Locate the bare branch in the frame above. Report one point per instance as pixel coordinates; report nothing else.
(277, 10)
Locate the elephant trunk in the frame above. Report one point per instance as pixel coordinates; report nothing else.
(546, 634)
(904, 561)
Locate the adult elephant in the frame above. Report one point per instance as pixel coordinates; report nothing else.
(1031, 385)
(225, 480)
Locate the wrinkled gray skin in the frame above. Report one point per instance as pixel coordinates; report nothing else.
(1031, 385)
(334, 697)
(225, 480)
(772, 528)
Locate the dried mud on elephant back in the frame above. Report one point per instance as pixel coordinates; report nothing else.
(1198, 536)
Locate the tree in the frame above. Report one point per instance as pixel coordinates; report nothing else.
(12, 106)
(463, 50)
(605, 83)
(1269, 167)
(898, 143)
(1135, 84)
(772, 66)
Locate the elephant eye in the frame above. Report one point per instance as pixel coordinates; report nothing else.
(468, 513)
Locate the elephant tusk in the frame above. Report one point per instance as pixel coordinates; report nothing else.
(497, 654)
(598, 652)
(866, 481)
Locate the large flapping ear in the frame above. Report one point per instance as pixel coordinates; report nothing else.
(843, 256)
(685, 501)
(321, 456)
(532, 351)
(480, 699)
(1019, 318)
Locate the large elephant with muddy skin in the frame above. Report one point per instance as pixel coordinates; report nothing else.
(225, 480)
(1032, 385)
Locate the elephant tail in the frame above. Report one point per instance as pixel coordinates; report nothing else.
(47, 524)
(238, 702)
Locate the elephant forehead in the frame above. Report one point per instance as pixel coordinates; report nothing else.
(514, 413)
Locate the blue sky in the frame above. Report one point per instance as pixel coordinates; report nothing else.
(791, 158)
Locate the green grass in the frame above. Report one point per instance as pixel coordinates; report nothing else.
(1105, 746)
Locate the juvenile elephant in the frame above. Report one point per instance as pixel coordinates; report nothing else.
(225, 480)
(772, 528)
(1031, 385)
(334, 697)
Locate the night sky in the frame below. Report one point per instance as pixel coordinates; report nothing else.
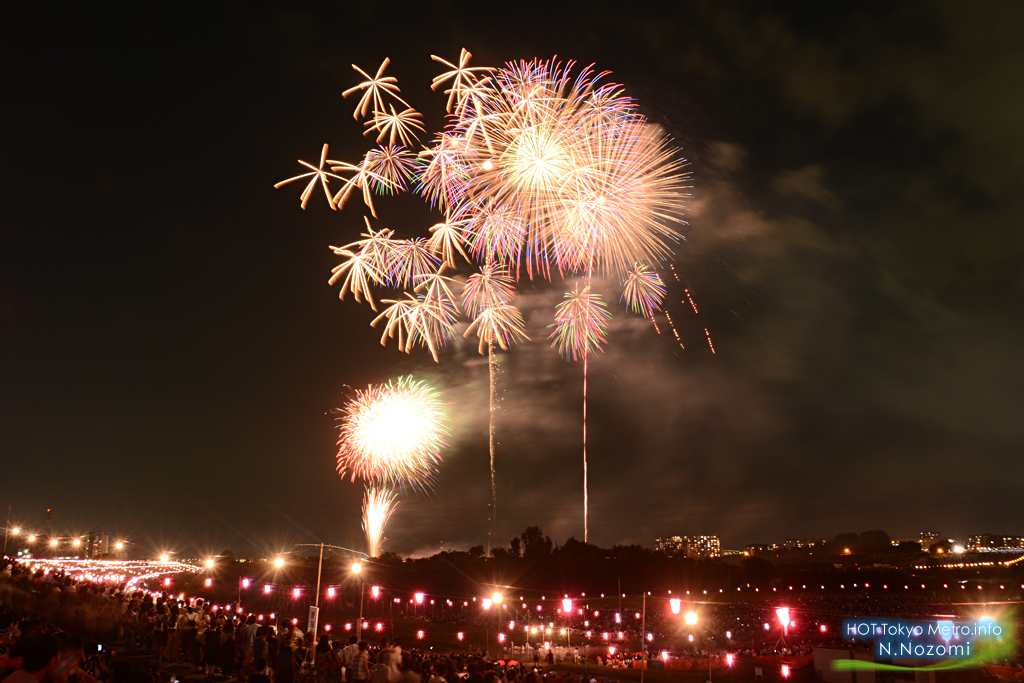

Task objective: Turn the records, from the line containing "Locate the large elephant" through the end of the records, into a JSON list of strings with one string per line. Leave out blank lines and any pictures.

Answer to the exercise:
[
  "Locate the large elephant with muddy skin in the frame above. Report one point per instance as pixel coordinates; report nothing else.",
  "(225, 480)",
  "(1032, 385)",
  "Locate the elephant tail in the frame above. Report one point per instance as pixel coordinates; report nothing else.",
  "(47, 524)",
  "(238, 702)",
  "Locate the elephant forehead in the frame above. Report one point per instance as pixel coordinates; report nothing else.",
  "(514, 413)",
  "Locate the blue sky in the frame above. Report one point per instance as pixel coordinates; report nothing else.",
  "(791, 158)",
  "Locate the green grass in the frame above. Report one point per instance as pixel coordinates; report nothing else.",
  "(1105, 746)",
  "Locate the juvenile elephant in the frame above. Report one point per instance as pixel coordinates; report nothing else.",
  "(225, 480)",
  "(772, 528)",
  "(1031, 385)",
  "(334, 697)",
  "Locate the night sky in the frame below. Report one point per instance as pixel coordinates; report nothing else."
]